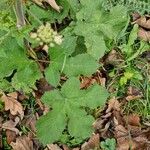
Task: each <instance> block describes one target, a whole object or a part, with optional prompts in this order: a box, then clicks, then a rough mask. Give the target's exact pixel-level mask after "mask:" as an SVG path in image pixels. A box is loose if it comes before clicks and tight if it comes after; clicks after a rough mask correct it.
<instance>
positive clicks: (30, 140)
mask: <svg viewBox="0 0 150 150" xmlns="http://www.w3.org/2000/svg"><path fill="white" fill-rule="evenodd" d="M10 145H11V146H12V148H13V150H33V142H32V140H31V139H30V138H29V137H27V136H26V135H23V136H19V137H18V138H17V139H16V142H11V143H10Z"/></svg>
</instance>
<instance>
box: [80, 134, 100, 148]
mask: <svg viewBox="0 0 150 150" xmlns="http://www.w3.org/2000/svg"><path fill="white" fill-rule="evenodd" d="M99 140H100V137H99V134H94V135H92V137H91V138H90V139H89V141H88V142H85V143H84V144H83V145H82V146H81V150H89V149H95V148H97V147H98V146H99Z"/></svg>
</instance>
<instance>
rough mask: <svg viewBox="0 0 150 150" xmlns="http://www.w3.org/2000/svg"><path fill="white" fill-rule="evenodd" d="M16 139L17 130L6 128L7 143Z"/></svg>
mask: <svg viewBox="0 0 150 150" xmlns="http://www.w3.org/2000/svg"><path fill="white" fill-rule="evenodd" d="M15 139H16V132H14V131H11V130H6V140H7V143H8V144H10V143H11V142H14V141H15Z"/></svg>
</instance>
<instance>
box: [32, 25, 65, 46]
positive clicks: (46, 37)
mask: <svg viewBox="0 0 150 150" xmlns="http://www.w3.org/2000/svg"><path fill="white" fill-rule="evenodd" d="M30 37H31V38H32V39H35V40H36V41H37V42H38V43H39V44H40V45H44V46H45V45H46V46H48V47H54V46H55V45H61V43H62V41H63V39H62V35H59V34H58V32H57V31H54V30H53V29H52V27H51V25H50V24H49V23H46V24H45V25H41V26H39V27H38V29H37V31H36V32H31V33H30Z"/></svg>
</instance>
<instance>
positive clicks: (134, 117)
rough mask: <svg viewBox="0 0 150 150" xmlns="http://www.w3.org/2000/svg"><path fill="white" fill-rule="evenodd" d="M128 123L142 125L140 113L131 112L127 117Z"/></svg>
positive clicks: (127, 120) (126, 120) (126, 117)
mask: <svg viewBox="0 0 150 150" xmlns="http://www.w3.org/2000/svg"><path fill="white" fill-rule="evenodd" d="M125 118H126V121H127V124H129V125H132V126H140V125H141V124H140V117H139V115H138V114H130V115H128V116H126V117H125Z"/></svg>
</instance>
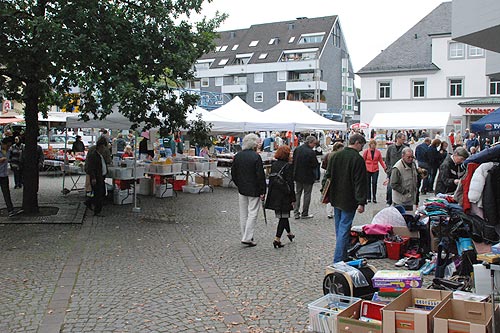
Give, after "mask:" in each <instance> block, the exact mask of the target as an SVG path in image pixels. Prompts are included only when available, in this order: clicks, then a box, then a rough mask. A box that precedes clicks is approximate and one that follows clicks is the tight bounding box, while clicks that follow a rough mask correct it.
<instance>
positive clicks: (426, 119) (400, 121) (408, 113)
mask: <svg viewBox="0 0 500 333" xmlns="http://www.w3.org/2000/svg"><path fill="white" fill-rule="evenodd" d="M448 125H451V117H450V113H449V112H407V113H405V112H401V113H377V114H376V115H375V116H374V117H373V120H372V121H371V122H370V128H373V129H416V130H418V129H440V130H443V133H445V132H446V127H447V126H448Z"/></svg>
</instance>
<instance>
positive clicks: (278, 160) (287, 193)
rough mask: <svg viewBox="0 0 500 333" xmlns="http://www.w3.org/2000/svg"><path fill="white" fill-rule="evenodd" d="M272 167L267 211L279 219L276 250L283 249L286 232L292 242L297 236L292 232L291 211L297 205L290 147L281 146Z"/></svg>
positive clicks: (277, 229)
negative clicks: (290, 217)
mask: <svg viewBox="0 0 500 333" xmlns="http://www.w3.org/2000/svg"><path fill="white" fill-rule="evenodd" d="M274 158H275V159H276V160H275V161H273V164H272V165H271V173H270V174H269V192H268V193H267V199H266V203H265V208H266V209H272V210H274V213H275V215H276V218H278V219H279V222H278V227H277V229H276V237H275V238H274V241H273V246H274V248H275V249H276V248H280V247H283V244H281V236H282V235H283V231H284V230H286V232H287V237H288V239H289V240H290V242H292V241H293V239H294V238H295V235H294V234H292V233H291V230H290V222H289V218H290V211H291V210H293V205H294V204H295V191H294V188H293V168H292V165H291V164H290V147H288V146H286V145H284V146H280V147H279V148H278V150H277V151H276V153H275V154H274Z"/></svg>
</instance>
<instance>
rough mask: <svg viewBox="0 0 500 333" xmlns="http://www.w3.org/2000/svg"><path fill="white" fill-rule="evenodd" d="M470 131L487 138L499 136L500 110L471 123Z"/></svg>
mask: <svg viewBox="0 0 500 333" xmlns="http://www.w3.org/2000/svg"><path fill="white" fill-rule="evenodd" d="M470 129H471V132H480V133H483V134H486V135H487V136H496V135H500V108H498V109H496V110H495V111H493V112H492V113H490V114H488V115H486V116H484V117H483V118H481V119H479V120H478V121H475V122H473V123H472V124H471V126H470Z"/></svg>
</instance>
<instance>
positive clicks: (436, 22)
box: [357, 2, 452, 75]
mask: <svg viewBox="0 0 500 333" xmlns="http://www.w3.org/2000/svg"><path fill="white" fill-rule="evenodd" d="M451 8H452V5H451V2H443V3H442V4H440V5H439V6H438V7H436V8H435V9H434V10H433V11H432V12H431V13H430V14H428V15H427V16H426V17H424V18H423V19H422V20H421V21H420V22H418V23H417V24H416V25H415V26H413V27H412V28H411V29H410V30H408V31H407V32H406V33H405V34H404V35H402V36H401V37H399V38H398V39H397V40H396V41H395V42H394V43H392V44H391V45H389V47H387V48H386V49H385V50H383V51H382V52H381V53H380V54H379V55H378V56H376V57H375V58H374V59H373V60H372V61H370V62H369V63H368V64H367V65H366V66H364V67H363V68H361V70H360V71H359V72H358V73H357V74H359V75H362V74H370V73H383V72H399V71H422V70H439V68H438V67H437V66H436V65H434V64H433V63H432V45H431V44H432V37H431V35H440V34H451Z"/></svg>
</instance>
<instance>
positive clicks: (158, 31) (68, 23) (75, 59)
mask: <svg viewBox="0 0 500 333" xmlns="http://www.w3.org/2000/svg"><path fill="white" fill-rule="evenodd" d="M210 1H211V0H208V2H210ZM202 4H203V0H70V1H66V0H65V1H62V0H60V1H49V0H24V1H23V0H6V1H2V2H1V3H0V45H2V52H0V91H3V94H4V95H5V96H6V97H7V98H9V99H13V100H18V101H23V102H24V104H25V110H24V111H25V119H26V155H27V156H26V158H27V159H26V162H27V164H28V165H36V161H35V158H36V153H35V151H36V143H37V135H38V121H37V115H38V112H43V113H46V112H47V110H48V108H49V106H51V105H58V106H60V107H67V108H70V107H71V105H68V103H76V99H74V98H73V97H74V96H71V95H70V94H68V93H69V92H70V91H72V88H74V87H78V88H79V89H80V111H81V117H82V118H83V119H90V118H99V119H103V118H105V117H106V115H108V114H110V113H111V109H112V107H113V106H114V105H117V106H118V108H119V112H121V113H122V114H124V115H125V116H126V117H128V118H129V119H130V120H131V121H132V122H133V123H135V124H137V123H140V122H145V123H146V124H147V126H146V127H147V128H150V127H164V128H169V129H175V128H179V127H181V126H185V125H186V121H185V114H186V110H187V109H188V108H189V107H190V106H193V105H194V104H195V103H196V100H197V97H196V96H194V95H190V94H181V95H180V96H179V95H175V94H172V88H175V87H172V82H180V81H183V80H188V79H190V78H192V73H191V67H192V65H193V63H194V62H195V61H196V59H198V58H199V57H200V56H201V55H203V54H204V53H207V52H208V51H209V50H210V49H212V48H213V39H214V38H215V37H216V33H215V29H217V28H218V26H219V25H220V23H221V22H222V20H223V19H224V18H225V16H224V15H219V14H217V15H216V16H215V17H214V18H211V19H207V18H203V19H200V20H199V21H196V22H193V21H191V20H190V19H189V18H190V17H191V16H192V15H193V14H194V13H200V12H201V6H202ZM134 127H135V126H134ZM37 191H38V170H37V169H36V168H26V172H25V190H24V193H23V208H24V209H25V211H31V212H33V211H37V210H38V201H37V195H36V193H37Z"/></svg>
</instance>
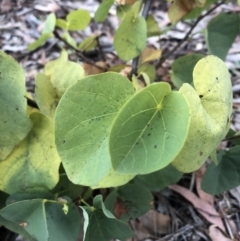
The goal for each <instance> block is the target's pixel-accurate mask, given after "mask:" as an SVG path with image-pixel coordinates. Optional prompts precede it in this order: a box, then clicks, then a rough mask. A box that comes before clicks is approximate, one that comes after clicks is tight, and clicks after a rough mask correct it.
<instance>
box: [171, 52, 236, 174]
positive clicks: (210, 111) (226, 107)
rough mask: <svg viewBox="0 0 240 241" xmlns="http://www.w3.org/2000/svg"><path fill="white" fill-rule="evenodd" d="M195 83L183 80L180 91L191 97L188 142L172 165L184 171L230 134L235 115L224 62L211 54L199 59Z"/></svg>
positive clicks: (189, 105) (206, 157)
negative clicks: (205, 56)
mask: <svg viewBox="0 0 240 241" xmlns="http://www.w3.org/2000/svg"><path fill="white" fill-rule="evenodd" d="M193 84H194V87H195V89H194V88H193V87H192V86H191V85H189V84H183V85H182V87H181V88H180V90H179V92H180V93H182V94H183V96H184V97H185V98H186V100H187V101H188V104H189V107H190V110H191V112H190V115H191V122H190V127H189V132H188V137H187V140H186V142H185V145H184V147H183V149H182V150H181V152H180V153H179V154H178V156H177V157H176V158H175V160H174V161H173V162H172V164H173V166H174V167H175V168H177V169H178V170H179V171H181V172H192V171H195V170H197V169H198V168H200V167H201V166H202V164H203V163H204V162H205V160H206V159H207V157H208V156H209V155H210V154H211V153H212V151H213V150H214V149H216V147H217V146H218V144H219V143H220V142H221V140H222V139H223V138H224V136H225V135H226V134H227V132H228V129H229V126H230V119H231V115H232V87H231V80H230V76H229V73H228V70H227V68H226V66H225V64H224V63H223V62H222V61H221V60H220V59H219V58H217V57H214V56H208V57H206V58H203V59H201V60H200V61H198V63H197V64H196V66H195V67H194V70H193Z"/></svg>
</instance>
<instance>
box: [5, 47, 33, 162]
mask: <svg viewBox="0 0 240 241" xmlns="http://www.w3.org/2000/svg"><path fill="white" fill-rule="evenodd" d="M25 91H26V90H25V75H24V71H23V70H22V68H21V67H20V65H19V64H18V63H17V62H16V61H15V60H14V59H13V58H12V57H10V56H8V55H7V54H5V53H4V52H2V51H0V113H1V119H0V133H1V135H0V161H1V160H4V159H5V158H6V157H7V156H8V155H9V154H10V153H11V151H12V150H13V148H14V147H15V146H16V145H17V144H19V142H20V141H22V140H23V139H24V138H25V136H26V135H27V134H28V132H29V131H30V130H31V128H32V124H31V121H30V120H29V118H28V117H27V115H26V108H27V102H26V99H25V97H24V95H25ZM13 97H14V98H13ZM17 123H18V124H17ZM0 163H1V162H0Z"/></svg>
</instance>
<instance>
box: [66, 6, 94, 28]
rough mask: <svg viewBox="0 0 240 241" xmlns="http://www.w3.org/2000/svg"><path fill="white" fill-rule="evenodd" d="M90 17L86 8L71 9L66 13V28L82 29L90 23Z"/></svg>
mask: <svg viewBox="0 0 240 241" xmlns="http://www.w3.org/2000/svg"><path fill="white" fill-rule="evenodd" d="M90 20H91V17H90V14H89V12H88V11H86V10H82V9H80V10H75V11H71V12H70V13H69V14H68V15H67V22H68V30H72V31H77V30H83V29H85V28H86V27H87V25H88V24H89V23H90Z"/></svg>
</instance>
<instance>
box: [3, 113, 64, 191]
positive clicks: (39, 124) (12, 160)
mask: <svg viewBox="0 0 240 241" xmlns="http://www.w3.org/2000/svg"><path fill="white" fill-rule="evenodd" d="M30 118H31V119H32V122H33V129H32V130H31V131H30V132H29V134H28V135H27V137H26V138H25V139H24V140H23V141H22V142H21V143H20V144H19V145H18V146H17V147H16V148H15V149H14V151H13V152H12V153H11V154H10V155H9V156H8V157H7V159H5V160H4V161H2V162H0V176H1V179H0V189H1V190H3V191H5V192H7V193H10V194H13V193H15V192H18V191H23V190H24V191H26V190H28V189H34V188H38V187H43V188H47V189H52V188H53V187H54V186H55V185H56V184H57V182H58V179H59V174H58V169H59V165H60V158H59V156H58V153H57V151H56V147H55V142H54V132H53V123H52V122H51V121H50V120H49V119H48V118H47V117H45V116H44V115H42V114H40V113H38V112H35V113H32V114H31V116H30Z"/></svg>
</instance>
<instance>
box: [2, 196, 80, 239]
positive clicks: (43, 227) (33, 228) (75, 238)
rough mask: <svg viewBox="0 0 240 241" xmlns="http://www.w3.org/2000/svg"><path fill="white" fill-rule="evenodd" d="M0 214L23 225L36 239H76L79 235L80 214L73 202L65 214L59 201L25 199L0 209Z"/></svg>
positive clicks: (27, 233) (42, 199)
mask: <svg viewBox="0 0 240 241" xmlns="http://www.w3.org/2000/svg"><path fill="white" fill-rule="evenodd" d="M0 216H2V217H3V218H5V219H6V220H8V221H10V222H13V223H14V224H16V225H20V226H22V227H24V230H25V232H27V234H28V235H30V236H31V237H34V238H36V240H38V241H46V240H51V241H59V240H77V238H78V237H79V235H80V230H81V216H80V212H79V210H78V209H77V207H76V206H75V205H74V204H71V205H69V209H68V213H67V214H66V213H64V212H63V204H61V203H59V202H56V201H53V200H47V199H33V200H25V201H20V202H15V203H13V204H10V205H8V206H6V207H5V208H3V209H1V210H0ZM13 229H14V227H13ZM14 231H15V230H14ZM16 231H17V230H16Z"/></svg>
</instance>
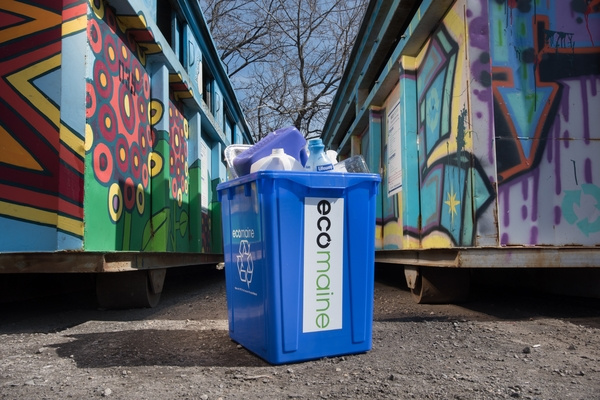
● ● ●
What to work on: Pull out every line above that contains the word "comes" and copy each one in full.

Task result:
Task: each <instance> block describes one target, a whole object or a part, with optional prompts in this order: a box, then clicks, then a rough mask. Give the target's exact pixel-level mask after "mask:" as an SVG path in image pixels. A box is loose if it comes before clicks and tight if it comes after; clicks after a rough mask correct it.
The goal for each <instance> block is the target's pixel-accurate mask, given after "mask:" as an SVG path with image-pixel coordinates. Optional prompts precede it in this order: a box, then clicks, then a rough mask. A box that comes before clicks is approximate, one that comes after clicks is tight, and clicks after a rough mask correct it.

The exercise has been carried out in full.